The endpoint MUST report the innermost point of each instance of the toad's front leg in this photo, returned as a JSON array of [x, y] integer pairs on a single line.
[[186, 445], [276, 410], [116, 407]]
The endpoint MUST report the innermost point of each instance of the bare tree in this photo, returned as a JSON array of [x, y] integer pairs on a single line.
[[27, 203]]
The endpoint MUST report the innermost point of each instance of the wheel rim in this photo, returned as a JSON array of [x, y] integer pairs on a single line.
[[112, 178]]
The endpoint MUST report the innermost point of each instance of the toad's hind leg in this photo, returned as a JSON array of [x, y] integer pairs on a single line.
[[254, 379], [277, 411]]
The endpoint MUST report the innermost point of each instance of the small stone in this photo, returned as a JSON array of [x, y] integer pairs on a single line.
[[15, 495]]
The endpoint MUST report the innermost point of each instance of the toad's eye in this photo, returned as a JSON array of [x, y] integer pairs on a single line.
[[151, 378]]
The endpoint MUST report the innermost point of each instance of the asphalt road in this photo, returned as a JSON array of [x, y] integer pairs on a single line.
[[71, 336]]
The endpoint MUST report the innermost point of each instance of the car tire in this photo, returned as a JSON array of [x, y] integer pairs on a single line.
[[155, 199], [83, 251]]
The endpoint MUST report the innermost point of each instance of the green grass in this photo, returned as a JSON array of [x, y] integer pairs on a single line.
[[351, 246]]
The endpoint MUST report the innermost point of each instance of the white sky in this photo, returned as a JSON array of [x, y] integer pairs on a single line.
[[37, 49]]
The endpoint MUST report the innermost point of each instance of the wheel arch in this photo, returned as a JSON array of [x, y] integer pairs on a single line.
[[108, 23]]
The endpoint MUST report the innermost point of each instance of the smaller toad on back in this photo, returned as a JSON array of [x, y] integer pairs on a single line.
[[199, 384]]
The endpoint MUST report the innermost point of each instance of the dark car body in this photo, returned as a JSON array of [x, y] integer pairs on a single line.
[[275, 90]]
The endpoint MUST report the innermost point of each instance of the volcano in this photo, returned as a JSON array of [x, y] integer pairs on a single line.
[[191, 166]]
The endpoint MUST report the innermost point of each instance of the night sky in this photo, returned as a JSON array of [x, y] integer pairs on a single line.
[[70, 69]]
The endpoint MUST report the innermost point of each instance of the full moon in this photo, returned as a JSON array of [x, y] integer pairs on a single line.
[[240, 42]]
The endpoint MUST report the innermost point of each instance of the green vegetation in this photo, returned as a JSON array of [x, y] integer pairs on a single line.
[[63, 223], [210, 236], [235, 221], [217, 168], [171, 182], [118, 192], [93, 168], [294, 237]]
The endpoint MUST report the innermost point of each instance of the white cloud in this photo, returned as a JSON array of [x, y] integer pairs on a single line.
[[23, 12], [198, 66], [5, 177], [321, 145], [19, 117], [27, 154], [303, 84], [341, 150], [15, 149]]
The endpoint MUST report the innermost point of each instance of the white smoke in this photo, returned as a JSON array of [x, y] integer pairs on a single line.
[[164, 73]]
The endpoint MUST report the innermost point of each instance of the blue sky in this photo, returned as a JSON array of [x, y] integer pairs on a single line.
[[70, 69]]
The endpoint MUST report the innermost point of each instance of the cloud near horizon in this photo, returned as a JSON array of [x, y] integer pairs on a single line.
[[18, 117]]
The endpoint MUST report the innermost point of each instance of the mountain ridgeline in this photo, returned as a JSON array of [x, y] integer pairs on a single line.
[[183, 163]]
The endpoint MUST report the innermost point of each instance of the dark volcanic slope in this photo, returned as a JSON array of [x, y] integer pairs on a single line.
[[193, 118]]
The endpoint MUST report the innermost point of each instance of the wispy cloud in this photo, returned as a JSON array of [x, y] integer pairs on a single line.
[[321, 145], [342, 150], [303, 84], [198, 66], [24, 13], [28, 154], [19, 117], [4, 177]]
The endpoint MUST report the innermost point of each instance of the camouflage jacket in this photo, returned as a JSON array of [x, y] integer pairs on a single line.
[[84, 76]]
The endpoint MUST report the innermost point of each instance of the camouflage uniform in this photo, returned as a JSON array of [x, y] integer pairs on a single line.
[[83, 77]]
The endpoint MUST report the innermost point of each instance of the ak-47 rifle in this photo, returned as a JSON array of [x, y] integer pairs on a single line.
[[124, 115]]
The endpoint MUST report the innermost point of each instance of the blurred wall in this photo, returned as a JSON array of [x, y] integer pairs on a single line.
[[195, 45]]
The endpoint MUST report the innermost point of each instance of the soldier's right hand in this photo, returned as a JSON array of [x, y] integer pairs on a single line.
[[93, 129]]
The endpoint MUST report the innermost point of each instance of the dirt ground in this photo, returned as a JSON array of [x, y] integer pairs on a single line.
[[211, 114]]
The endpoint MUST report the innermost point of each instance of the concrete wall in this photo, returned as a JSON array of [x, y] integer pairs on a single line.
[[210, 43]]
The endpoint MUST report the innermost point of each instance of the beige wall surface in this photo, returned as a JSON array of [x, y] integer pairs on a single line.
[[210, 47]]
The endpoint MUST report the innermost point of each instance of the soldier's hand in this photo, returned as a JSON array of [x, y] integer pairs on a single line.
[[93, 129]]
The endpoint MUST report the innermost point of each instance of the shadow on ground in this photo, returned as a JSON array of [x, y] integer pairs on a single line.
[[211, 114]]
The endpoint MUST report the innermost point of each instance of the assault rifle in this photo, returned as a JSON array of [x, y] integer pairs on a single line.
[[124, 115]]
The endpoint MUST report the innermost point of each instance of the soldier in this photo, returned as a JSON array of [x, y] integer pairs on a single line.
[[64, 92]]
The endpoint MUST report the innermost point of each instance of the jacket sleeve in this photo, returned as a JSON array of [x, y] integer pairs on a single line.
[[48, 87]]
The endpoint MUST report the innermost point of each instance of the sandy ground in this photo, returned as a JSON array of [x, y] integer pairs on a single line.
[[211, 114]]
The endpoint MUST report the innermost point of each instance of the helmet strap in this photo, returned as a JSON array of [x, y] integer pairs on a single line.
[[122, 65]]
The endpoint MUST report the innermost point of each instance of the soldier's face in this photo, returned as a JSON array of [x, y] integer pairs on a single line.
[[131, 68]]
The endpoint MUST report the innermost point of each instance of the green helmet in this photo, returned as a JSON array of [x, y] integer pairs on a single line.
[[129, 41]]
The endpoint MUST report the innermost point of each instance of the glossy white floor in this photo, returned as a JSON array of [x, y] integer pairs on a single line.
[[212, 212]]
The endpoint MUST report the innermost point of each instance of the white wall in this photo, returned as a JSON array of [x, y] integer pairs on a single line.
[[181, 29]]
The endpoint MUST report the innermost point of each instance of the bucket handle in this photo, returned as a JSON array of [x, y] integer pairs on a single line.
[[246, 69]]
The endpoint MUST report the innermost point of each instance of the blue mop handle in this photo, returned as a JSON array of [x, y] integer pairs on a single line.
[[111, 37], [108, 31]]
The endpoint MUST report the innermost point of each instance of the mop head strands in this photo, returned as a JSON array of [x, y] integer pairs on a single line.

▸ **WRITTEN REQUEST**: Switch "blurred wall" to "brick wall" in the lines from the line with "of the blurred" up to and including the line with "[[195, 45]]", and write out only those lines again with everything else left as it is.

▸ **OUTPUT OF THE TASK**:
The endpoint MUST report the innermost point of each instance of the brick wall in this photo, returned as a JSON array of [x, y] integer pairs on a single line.
[[195, 45]]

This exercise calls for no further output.